▶ **Directives**
1. In the tax letter of findings, what kind of business is the taxpayer in?
2. Explain why, according to the tax letter of findings, the document is published in the Indiana Register.
3. Please carry on the tax letter of findings from the point where it stops.

▶ **Article**
20080827-IR-045080629NRA Letter of Findings Number: 07-0582 Income Tax For Tax Year 2003  

  • DEPARTMENT OF STATE REVENUE
    02-20070582.LOF

    Letter of Findings Number: 07-0582
    Income Tax
    For Tax Year 2003


    NOTICE: Under IC § 4-22-7-7, this document is required to be published in the Indiana Register and is effective on its date of publication. It shall remain in effect until the date it is superseded or deleted by the publication of a new document in the Indiana Register. The publication of this document will provide the general public with information about the Department's official position concerning a specific issue.
    ISSUE
    I. Income Tax–Corporate.
    Authority: IC § 6-8.1-5-1; 45 IAC 3.1-1-52; 45 IAC 3.1-1-55.
    Taxpayer protests the assessment of corporate income tax.
    STATEMENT OF FACTS
    Taxpayer is in the business of producing and distributing films and television shows nationally and internationally. As the result of an audit, the Indiana Department of Revenue ("Department") issued proposed assessment for Indiana income tax for the tax year 2003. Taxpayer protests the proposed assessment. An administrative hearing was held and this Letter of Findings results. Further facts will be supplied as required.
    I. Income Tax–Corporate.
    DISCUSSION
    Taxpayer protests the imposition of income tax on certain activities for the tax year 2003. The Department determined that Taxpayer had properly reported income from activities such as renting or leasing films to Indiana theaters or syndicating television shows to Indiana television stations. The Department determined that Taxpayer had not properly reported income from licensing films and television shows to broadcast and cable networks which were then viewed on those networks by Indiana residents in their homes. Taxpayer protests that these activities should not be reported to Indiana, but rather should be reported to the states in which the respective networks have their commercial domiciles. None of the networks in question are commercially domiciled or headquartered in Indiana. The Department notes that the burden of proving a proposed assessment wrong rests with the person against whom the proposed assessment is made, as provided by IC § 6-8.1-5-1(c).

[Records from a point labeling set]
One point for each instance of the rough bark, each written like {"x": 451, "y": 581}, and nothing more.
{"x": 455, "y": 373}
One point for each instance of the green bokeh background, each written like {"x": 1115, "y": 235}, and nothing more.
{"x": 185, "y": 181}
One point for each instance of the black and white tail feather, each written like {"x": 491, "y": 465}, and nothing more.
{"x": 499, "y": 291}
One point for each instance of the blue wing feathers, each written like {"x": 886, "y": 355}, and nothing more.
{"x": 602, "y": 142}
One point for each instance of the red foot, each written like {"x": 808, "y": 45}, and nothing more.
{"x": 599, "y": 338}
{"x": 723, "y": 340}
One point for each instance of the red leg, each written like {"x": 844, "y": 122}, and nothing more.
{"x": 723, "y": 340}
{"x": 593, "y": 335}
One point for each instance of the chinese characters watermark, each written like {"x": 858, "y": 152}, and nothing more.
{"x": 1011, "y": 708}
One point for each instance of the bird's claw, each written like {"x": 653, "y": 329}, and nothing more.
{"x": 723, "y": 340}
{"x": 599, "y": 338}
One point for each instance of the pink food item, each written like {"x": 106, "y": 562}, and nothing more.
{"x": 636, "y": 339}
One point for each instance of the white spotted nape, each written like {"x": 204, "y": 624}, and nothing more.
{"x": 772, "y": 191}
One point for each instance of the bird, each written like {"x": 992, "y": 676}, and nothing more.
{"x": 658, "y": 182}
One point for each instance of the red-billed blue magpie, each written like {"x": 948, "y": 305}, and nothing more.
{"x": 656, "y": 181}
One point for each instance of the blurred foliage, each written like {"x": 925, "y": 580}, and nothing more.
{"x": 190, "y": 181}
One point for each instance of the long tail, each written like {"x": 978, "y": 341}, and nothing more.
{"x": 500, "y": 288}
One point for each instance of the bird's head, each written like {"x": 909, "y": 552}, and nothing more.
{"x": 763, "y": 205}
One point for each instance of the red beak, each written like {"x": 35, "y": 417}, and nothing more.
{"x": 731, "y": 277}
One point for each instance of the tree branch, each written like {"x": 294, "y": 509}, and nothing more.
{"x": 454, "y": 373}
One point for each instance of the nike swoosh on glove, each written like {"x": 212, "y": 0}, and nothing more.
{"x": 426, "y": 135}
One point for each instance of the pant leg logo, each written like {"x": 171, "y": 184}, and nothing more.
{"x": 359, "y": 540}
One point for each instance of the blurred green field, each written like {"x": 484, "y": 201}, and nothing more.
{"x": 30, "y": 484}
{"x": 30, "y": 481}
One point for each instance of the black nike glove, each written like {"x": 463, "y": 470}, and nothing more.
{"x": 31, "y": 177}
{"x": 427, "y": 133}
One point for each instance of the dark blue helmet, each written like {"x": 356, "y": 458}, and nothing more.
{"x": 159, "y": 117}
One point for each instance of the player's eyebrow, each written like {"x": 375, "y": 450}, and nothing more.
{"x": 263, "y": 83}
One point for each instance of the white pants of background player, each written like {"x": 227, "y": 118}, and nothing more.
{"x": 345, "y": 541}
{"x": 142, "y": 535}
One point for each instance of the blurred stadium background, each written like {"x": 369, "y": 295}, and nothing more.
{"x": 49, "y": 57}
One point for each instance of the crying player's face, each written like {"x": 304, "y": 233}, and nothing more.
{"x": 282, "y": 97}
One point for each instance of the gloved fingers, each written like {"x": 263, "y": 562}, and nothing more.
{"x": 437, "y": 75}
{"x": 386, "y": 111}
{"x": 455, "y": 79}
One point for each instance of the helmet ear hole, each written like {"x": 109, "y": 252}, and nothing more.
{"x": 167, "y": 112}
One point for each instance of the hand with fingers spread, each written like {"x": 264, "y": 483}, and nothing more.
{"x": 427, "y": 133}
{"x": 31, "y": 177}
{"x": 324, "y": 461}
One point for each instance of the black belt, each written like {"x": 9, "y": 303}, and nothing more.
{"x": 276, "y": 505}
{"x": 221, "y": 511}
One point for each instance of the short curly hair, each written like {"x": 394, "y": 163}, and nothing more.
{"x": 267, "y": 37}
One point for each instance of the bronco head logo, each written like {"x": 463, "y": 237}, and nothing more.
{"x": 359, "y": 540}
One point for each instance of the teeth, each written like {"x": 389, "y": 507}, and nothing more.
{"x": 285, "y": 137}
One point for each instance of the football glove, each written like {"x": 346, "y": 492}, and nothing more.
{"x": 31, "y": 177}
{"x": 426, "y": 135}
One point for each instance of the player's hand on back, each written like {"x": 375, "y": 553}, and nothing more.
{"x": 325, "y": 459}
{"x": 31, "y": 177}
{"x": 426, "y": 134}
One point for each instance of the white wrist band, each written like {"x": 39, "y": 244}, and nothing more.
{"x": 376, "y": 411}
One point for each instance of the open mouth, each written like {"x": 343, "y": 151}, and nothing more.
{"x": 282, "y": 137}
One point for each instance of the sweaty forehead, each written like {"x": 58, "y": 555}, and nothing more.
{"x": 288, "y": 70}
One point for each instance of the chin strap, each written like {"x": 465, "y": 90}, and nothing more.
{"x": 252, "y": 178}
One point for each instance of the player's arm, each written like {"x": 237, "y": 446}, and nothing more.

▶ **Answer set**
1. The taxpayer produces and distributes films and television shows, both nationally and internationally.

2. IC § 4-22-7-7 requires the document to be published in the Indiana Register, and it takes effect on its date of publication. Publishing it also informs the general public of the Department's official position on a specific issue.

3.
    The Department refers to 45 IAC 3.1-1-52, which states:
    The numerator of the sales factor generally includes gross receipts from sales attributable to this state, and includes all interest income, service charges, carrying charges, or time-price differential charges incidental to such sales regardless of the place where the accounting records are maintained or the location of the contract or other evidence of indebtedness. The numerator shall not include sales between members of an affiliated group filing consolidated returns under IC 6-3-4-14.
    The Department also refers to Letter of Findings 04-0398 ("LOF 04-0398"), which was issued to an unrelated third party which also was involved in producing and licensing programming for the cable television industry. LOF 04-0398 determined that the taxpayer in that case was in a unitary relationship with several subsidiaries each of which had its own business situs in Indiana. LOF 04-0398 then determined that, since the taxpayer was in a unitary relationship with the Indiana-sitused subsidiaries and should be filing a combined return with those subsidiaries, the income of that taxpayer was partially attributable to viewers in Indiana viewing advertisements on those cable networks. The Department determined an apportionment formula for that taxpayer and applied a similar apportionment formula to Taxpayer in the instant case.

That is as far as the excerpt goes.